■ **Reading text**:
Meta-gamers burn out very quickly in this game

Status
Thread Closed: Not open for further replies.
MMO vs Single Player
Every gamer out there realizes the gameplay differences of an MMO vs a single player game (aside from playing with others vs playing alone). A meta gamer will not meta-research a single player game (or will do so with some limitations in mind), as this will ruin the fun for him and will kill immersion, beating the very reason hes playing the game in the first place. In a pure MMO though, he will try to find the most efficient way to achieve sooner what others achieve later (currency, xp etc). ED is a weird mix! Single player in a MMO world, or MMO in an single instanced world with dynamic content, take your pick. Borrowing traits from both has its upsides, but the meta gamer may fail to understand where to relax and just enjoy the game.

Real Life skill
Being good skill-wise in a skill-intensive game has nothing to do with meta. You can be dead-poor but awesome in a Sidewinder or a shooting practice dummy in an Anaconda.

What this game lacks for it to be a Sandbox MMO
While this subject is saturated in this forum, the fact that you cant really get the MMO-sandbox (that FD promotes) feeling, kills the MMO experience for the meta-gamer. Aside from the arena-like pvp and the constant danger of being ganked (that can easily be avoided by going single), player interaction is absent. Yes the market is dynamic, driven by player actions as well as NPC actions, but that could also be simulated to an extend with some algorithms. Bringing corporations, Player owned structures/systems and/or industry could solve that, but I don't think this game aims at that, it "feels" against its nature so far.

■ **Dataset content**:

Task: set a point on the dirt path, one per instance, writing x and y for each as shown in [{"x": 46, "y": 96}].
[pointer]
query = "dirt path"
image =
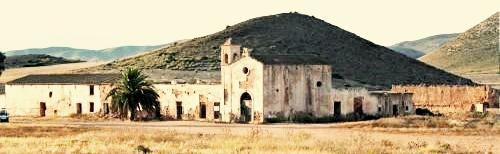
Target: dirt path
[{"x": 317, "y": 131}]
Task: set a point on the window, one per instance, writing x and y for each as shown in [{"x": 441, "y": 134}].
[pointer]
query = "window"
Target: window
[
  {"x": 91, "y": 107},
  {"x": 318, "y": 84},
  {"x": 245, "y": 70},
  {"x": 226, "y": 59},
  {"x": 216, "y": 110},
  {"x": 91, "y": 89}
]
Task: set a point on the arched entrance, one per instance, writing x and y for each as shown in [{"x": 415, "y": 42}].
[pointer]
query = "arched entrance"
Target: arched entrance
[{"x": 245, "y": 108}]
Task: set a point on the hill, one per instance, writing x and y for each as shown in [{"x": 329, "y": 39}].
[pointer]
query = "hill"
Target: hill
[
  {"x": 35, "y": 60},
  {"x": 351, "y": 56},
  {"x": 476, "y": 51},
  {"x": 85, "y": 54},
  {"x": 420, "y": 47}
]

■ **Problem set**:
1. Please reproduce the stretch of the forum post on meta-gamers from "MMO vs Single" through "enjoy the game." word for word.
2. Answer these questions on the forum post on meta-gamers:
(a) In a pure MMO, what does the post say a meta gamer will try to find?
(b) Under the heading "Real Life skill", which ship is paired with being dead-poor but awesome?
(c) According to the post, how can the constant danger of being ganked easily be avoided?
3. List every heading in the forum post on meta-gamers that introduces a paragraph of its argument.

■ **Results for the exercise**:
1.
MMO vs Single Player
Every gamer out there realizes the gameplay differences of an MMO vs a single player game (aside from playing with others vs playing alone). A meta gamer will not meta-research a single player game (or will do so with some limitations in mind), as this will ruin the fun for him and will kill immersion, beating the very reason hes playing the game in the first place. In a pure MMO though, he will try to find the most efficient way to achieve sooner what others achieve later (currency, xp etc). ED is a weird mix! Single player in a MMO world, or MMO in an single instanced world with dynamic content, take your pick. Borrowing traits from both has its upsides, but the meta gamer may fail to understand where to relax and just enjoy the game.

2.
(a) The most efficient way to achieve sooner what others achieve later (currency, xp etc).
(b) A Sidewinder.
(c) By going single.

3.
MMO vs Single Player
Real Life skill
What this game lacks for it to be a Sandbox MMO